## What is expected
Can you locate each line in the listing below that contains the word "window" and copy those lines out?
*** Excerpted data
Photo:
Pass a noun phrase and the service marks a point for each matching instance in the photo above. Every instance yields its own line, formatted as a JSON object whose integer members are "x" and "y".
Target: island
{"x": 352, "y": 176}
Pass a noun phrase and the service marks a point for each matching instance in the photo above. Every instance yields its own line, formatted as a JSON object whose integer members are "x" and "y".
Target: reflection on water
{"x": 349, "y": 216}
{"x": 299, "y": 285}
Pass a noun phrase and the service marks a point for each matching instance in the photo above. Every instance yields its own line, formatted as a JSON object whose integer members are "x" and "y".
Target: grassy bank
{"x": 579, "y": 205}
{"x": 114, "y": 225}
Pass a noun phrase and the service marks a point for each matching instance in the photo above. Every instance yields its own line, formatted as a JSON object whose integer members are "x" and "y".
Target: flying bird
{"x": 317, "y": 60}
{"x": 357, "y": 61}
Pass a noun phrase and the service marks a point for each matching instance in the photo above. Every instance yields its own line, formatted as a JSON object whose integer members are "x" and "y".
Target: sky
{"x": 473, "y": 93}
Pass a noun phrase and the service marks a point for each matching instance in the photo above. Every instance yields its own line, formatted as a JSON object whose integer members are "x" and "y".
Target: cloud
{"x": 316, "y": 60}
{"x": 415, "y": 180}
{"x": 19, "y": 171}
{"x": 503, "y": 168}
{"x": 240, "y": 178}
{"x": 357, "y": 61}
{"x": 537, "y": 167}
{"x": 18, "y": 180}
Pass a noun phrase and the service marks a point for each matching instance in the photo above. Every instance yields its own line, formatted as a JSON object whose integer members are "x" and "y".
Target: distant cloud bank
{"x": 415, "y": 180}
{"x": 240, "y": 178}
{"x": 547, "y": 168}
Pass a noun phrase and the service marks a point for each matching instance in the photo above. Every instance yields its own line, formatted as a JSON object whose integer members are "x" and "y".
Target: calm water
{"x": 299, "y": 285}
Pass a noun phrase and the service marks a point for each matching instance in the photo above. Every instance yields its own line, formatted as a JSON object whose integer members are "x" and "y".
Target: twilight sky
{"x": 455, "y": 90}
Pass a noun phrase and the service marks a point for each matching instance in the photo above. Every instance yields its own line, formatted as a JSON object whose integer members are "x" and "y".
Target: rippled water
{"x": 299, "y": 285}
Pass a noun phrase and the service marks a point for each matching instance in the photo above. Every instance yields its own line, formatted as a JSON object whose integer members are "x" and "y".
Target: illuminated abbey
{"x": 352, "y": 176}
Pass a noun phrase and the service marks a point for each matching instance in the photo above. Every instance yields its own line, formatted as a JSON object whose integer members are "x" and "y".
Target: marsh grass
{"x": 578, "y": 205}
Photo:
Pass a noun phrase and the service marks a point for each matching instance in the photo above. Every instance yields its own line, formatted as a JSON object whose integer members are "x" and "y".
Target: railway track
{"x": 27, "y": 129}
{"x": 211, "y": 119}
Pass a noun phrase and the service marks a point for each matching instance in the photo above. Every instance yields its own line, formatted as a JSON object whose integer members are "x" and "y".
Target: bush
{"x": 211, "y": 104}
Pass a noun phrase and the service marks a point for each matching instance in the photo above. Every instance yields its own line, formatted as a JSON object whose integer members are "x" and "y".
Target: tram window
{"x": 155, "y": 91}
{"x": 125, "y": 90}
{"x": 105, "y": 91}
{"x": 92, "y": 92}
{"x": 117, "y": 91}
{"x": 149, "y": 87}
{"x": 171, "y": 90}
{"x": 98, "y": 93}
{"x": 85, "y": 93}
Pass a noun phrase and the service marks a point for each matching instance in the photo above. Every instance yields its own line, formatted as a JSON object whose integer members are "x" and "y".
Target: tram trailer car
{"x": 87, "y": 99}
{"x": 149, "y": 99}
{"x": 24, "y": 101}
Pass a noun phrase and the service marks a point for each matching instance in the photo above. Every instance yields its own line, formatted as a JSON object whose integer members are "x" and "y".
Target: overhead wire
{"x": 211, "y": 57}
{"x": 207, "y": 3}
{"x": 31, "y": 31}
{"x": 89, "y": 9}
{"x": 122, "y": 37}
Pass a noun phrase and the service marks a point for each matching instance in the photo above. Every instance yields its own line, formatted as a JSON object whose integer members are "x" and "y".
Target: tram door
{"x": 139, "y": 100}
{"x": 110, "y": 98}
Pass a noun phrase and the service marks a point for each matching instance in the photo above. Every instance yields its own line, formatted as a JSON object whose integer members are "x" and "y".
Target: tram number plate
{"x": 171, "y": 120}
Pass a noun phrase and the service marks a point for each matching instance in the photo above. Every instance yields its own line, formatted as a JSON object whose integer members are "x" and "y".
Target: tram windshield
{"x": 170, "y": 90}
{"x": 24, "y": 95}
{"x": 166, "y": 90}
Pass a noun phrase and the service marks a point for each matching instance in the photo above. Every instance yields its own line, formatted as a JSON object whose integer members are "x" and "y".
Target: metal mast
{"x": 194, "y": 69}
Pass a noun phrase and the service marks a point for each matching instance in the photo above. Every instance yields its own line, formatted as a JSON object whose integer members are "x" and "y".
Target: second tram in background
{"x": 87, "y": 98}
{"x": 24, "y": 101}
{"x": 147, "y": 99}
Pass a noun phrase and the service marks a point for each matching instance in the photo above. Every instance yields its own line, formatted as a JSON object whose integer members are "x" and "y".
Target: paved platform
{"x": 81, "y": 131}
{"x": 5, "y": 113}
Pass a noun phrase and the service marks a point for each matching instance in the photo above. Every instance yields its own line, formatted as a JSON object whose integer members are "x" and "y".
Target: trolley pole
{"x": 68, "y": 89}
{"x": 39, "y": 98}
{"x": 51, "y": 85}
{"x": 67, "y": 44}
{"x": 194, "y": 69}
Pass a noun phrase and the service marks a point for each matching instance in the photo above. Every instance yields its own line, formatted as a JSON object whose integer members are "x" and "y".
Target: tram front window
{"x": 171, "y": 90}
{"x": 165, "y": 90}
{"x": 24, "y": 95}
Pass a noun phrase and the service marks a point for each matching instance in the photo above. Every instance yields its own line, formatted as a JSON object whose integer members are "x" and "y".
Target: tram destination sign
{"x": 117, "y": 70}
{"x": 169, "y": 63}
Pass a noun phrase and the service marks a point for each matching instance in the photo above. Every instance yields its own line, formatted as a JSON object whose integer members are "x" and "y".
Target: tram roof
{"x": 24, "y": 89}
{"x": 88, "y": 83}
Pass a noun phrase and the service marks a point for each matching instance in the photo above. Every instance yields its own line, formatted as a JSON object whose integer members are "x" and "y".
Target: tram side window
******
## Task solution
Target: tram window
Target: tram front window
Target: tram side window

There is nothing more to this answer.